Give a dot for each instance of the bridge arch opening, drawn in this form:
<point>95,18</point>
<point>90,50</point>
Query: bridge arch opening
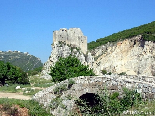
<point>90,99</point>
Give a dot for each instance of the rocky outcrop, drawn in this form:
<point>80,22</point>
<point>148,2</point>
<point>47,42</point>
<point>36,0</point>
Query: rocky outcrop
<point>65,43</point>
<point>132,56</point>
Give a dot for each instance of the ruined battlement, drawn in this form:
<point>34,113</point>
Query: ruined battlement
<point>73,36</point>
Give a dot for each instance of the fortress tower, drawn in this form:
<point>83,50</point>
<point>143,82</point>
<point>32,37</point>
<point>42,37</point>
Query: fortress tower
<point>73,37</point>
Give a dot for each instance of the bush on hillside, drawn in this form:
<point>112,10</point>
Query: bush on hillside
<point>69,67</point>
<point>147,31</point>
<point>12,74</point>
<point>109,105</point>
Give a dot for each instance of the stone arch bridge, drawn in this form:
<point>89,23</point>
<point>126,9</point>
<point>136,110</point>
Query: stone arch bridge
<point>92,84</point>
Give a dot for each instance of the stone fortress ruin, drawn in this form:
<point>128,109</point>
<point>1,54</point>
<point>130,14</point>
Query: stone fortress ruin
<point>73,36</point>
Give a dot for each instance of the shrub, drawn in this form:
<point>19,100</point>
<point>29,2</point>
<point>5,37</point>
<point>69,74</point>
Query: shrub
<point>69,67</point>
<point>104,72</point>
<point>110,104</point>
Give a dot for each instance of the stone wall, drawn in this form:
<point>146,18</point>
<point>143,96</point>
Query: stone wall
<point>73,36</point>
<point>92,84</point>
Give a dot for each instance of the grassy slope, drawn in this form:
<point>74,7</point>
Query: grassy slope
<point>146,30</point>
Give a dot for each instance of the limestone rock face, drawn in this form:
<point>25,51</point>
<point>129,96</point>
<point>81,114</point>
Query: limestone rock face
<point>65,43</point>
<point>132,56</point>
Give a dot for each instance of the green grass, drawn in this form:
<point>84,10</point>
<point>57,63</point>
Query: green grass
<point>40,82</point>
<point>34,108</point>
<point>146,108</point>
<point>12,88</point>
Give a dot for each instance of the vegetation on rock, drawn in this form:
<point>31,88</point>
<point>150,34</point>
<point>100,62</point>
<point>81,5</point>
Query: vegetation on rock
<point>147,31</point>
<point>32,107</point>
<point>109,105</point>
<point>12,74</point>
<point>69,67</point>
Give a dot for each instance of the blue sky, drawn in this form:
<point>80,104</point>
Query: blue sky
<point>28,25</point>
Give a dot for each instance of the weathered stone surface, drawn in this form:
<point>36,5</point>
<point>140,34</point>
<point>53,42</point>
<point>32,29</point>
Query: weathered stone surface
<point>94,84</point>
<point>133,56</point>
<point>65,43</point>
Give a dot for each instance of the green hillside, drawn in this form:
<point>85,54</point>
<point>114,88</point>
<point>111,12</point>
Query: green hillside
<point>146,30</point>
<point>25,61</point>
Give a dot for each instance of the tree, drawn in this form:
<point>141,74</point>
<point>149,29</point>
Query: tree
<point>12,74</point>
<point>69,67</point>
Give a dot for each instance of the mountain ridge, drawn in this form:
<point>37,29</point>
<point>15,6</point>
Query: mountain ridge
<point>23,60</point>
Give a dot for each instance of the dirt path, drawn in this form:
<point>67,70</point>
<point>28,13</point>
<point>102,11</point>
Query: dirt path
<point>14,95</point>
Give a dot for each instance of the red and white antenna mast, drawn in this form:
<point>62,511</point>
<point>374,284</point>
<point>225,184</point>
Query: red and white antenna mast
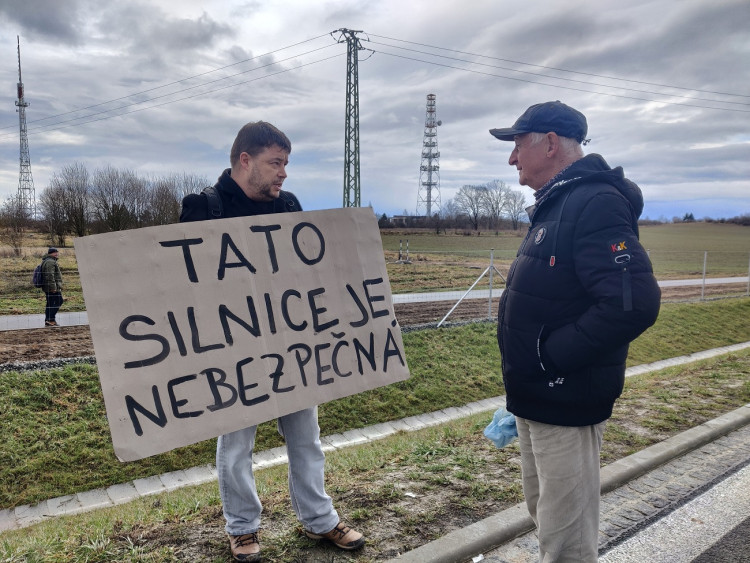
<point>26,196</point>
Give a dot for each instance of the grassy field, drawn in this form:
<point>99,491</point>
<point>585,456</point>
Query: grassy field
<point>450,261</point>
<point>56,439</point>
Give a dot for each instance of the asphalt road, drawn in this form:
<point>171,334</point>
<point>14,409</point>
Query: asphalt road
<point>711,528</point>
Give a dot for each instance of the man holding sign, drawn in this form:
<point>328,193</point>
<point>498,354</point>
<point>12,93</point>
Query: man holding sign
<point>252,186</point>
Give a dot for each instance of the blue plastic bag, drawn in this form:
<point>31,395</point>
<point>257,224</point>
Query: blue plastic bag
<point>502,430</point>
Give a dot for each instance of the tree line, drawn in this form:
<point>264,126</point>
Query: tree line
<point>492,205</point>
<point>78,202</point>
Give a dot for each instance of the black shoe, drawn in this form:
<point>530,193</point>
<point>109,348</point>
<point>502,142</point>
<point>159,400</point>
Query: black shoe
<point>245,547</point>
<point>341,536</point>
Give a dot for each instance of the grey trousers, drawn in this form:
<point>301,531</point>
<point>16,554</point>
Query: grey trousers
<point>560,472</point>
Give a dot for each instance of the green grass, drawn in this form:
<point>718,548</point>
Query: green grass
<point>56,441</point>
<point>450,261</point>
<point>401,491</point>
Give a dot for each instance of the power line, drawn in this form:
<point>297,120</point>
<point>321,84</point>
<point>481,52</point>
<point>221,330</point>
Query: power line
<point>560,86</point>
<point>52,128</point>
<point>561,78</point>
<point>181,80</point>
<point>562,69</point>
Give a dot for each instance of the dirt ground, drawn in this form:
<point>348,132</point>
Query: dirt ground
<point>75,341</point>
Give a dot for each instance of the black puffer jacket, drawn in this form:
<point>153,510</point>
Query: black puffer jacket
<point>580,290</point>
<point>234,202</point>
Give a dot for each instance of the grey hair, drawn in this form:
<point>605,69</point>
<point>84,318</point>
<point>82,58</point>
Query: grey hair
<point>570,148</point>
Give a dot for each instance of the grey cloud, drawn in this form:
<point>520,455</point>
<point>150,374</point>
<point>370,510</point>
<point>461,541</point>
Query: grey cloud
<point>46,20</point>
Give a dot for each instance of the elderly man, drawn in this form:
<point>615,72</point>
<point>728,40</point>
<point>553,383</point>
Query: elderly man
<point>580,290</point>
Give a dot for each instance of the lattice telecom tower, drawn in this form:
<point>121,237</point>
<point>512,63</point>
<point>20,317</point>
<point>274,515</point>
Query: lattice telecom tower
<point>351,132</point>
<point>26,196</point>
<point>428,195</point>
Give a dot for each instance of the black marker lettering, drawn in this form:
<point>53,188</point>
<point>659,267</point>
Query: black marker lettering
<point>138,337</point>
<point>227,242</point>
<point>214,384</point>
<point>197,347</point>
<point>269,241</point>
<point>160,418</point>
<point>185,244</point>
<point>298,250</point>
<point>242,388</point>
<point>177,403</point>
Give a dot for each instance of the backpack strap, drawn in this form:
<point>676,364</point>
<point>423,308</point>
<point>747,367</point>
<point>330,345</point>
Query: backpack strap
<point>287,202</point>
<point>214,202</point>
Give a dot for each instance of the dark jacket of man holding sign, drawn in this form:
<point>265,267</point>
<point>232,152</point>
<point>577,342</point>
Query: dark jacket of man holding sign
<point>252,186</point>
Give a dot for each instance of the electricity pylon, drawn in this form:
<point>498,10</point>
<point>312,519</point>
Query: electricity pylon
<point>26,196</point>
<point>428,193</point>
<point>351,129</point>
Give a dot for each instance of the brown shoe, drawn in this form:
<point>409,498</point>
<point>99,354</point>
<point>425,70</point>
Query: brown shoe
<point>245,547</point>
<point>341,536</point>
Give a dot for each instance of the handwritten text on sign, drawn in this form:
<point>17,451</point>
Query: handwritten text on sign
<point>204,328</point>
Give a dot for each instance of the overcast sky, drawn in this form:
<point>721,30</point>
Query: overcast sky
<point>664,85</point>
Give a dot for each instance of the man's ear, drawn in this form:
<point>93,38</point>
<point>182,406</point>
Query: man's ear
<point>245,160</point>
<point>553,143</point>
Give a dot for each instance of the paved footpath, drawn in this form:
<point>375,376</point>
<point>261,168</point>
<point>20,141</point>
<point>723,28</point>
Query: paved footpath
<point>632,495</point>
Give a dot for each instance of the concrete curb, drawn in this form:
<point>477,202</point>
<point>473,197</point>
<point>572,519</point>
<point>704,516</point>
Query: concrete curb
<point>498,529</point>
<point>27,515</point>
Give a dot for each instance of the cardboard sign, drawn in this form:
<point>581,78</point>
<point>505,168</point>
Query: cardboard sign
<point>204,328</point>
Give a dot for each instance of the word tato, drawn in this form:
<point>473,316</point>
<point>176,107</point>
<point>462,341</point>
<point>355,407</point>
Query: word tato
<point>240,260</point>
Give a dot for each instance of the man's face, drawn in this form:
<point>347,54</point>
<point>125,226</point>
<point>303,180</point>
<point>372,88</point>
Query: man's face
+ + + + + + +
Exactly reproduce the lines from the one containing "Give a dot for each instance of the concrete" through the end of the records, and only those lines.

Give a dot for each instance of the concrete curb, drawn in this form:
<point>477,202</point>
<point>473,197</point>
<point>572,519</point>
<point>704,516</point>
Query: concrete curb
<point>498,529</point>
<point>27,515</point>
Give a dot for each instance of the cardboard sign, drawn in this form:
<point>581,78</point>
<point>505,168</point>
Query: cardboard sign
<point>204,328</point>
Give a dot for each instance of the word tato, drawn in this form:
<point>473,316</point>
<point>176,107</point>
<point>462,341</point>
<point>355,407</point>
Query: word tato
<point>240,260</point>
Give a dot for each instance of the man's face, drawn in this form:
<point>347,54</point>
<point>125,226</point>
<point>303,180</point>
<point>372,88</point>
Query: man's face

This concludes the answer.